» EXERCISE REQUIREMENTS: Begin at the line that contains "Task: annotate the silhouetted branch" and reproduce it along with every line after it to the end of the listing; skip any pictures.

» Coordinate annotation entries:
::::::::::
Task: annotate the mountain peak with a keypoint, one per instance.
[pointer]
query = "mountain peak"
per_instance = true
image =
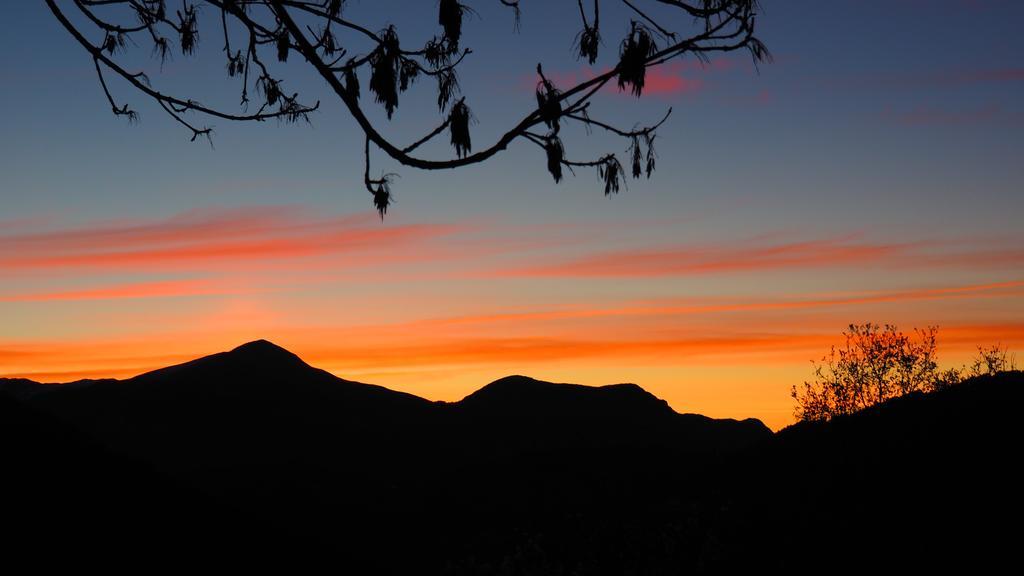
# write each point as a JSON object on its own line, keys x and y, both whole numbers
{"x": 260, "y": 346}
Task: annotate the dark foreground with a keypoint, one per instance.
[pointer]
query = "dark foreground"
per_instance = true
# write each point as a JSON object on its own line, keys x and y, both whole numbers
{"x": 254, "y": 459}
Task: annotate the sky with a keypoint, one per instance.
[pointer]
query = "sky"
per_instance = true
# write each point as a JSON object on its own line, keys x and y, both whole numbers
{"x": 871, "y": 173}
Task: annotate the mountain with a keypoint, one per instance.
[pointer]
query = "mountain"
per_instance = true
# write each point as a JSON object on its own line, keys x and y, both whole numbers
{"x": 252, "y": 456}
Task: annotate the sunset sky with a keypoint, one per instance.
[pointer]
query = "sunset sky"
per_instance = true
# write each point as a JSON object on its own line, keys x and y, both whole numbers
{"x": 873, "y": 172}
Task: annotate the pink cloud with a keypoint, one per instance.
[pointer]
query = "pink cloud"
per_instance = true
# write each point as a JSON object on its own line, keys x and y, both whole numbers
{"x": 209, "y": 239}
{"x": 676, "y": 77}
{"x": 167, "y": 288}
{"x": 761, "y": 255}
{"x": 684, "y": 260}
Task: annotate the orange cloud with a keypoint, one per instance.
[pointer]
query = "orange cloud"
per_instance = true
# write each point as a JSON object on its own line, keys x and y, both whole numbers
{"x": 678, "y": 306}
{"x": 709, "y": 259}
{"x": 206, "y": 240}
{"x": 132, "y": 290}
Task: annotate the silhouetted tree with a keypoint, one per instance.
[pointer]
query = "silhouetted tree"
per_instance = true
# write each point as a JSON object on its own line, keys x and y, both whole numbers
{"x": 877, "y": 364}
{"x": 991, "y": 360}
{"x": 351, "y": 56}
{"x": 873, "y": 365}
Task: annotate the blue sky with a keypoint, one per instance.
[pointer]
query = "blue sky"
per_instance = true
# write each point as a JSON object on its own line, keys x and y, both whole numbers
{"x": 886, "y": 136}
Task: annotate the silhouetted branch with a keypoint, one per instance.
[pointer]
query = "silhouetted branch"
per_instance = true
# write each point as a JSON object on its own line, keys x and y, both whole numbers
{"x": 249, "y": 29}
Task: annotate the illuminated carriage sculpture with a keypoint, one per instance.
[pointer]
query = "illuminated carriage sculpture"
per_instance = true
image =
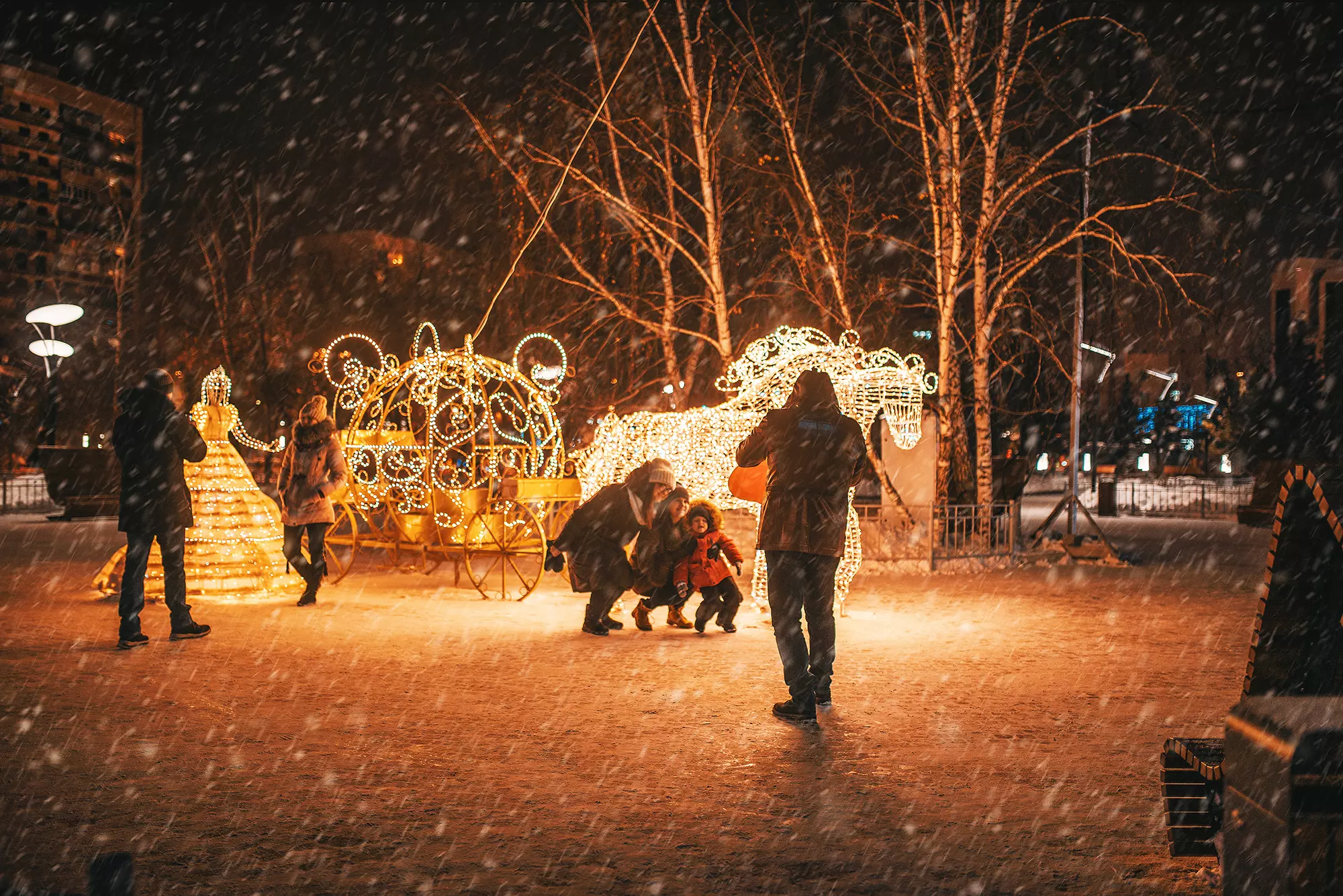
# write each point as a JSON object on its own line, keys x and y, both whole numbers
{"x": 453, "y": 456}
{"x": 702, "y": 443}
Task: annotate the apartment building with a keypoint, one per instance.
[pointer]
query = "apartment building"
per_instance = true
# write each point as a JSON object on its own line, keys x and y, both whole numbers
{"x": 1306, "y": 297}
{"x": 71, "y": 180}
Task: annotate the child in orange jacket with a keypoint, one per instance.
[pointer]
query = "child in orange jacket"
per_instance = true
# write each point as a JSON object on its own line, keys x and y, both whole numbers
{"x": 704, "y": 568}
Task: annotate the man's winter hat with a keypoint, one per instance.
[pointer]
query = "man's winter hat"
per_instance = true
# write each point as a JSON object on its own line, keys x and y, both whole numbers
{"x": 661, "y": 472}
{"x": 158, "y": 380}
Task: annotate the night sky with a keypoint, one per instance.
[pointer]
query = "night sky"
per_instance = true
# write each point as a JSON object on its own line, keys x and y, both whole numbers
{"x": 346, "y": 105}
::::::::::
» REPLY TO THE TASK:
Task: annotate the silhouetted branch with a keypoint, one per instance.
[pointer]
query = "silhouetted branch"
per_instance = true
# write each point as a JSON object on its own line, keys x and y, both whole numbers
{"x": 249, "y": 29}
Task: annotate the illuminated carriage sculpture with a keypoint, one per instance.
[pointer]
query = "illuminated carriage sculpture"
per_instance = true
image =
# write each point as a JSON object on its own line, keys x and y, both whole numbers
{"x": 453, "y": 456}
{"x": 702, "y": 443}
Task: annotate the apartment building with a keypoint, one per instance.
[pointer]
query = "apartment building"
per_instance = true
# write each point as a JSON object on its own line, keys x and y, both whole numbers
{"x": 1306, "y": 297}
{"x": 71, "y": 180}
Task: annotate the child in orange jacket with a keypoint, one per instance.
[pointer]
query = "child in orange jacket"
per_instance = true
# write each point as a JSON object on its own line, keys x and y, both whole numbers
{"x": 704, "y": 568}
Task: annotate the man's winter hat with a keypoint, one per instance.
[pointer]
query = "man's winter hat"
per_instance = true
# write each point as a JSON object on its own line, keys x and y, both whole numbers
{"x": 661, "y": 472}
{"x": 158, "y": 380}
Task: annotate the night sky with a keypoint, one per instance.
[pointer]
query = "night sky"
per_instance = true
# write each point as a JSON object on its own line, keys x and y, both whole numbers
{"x": 346, "y": 105}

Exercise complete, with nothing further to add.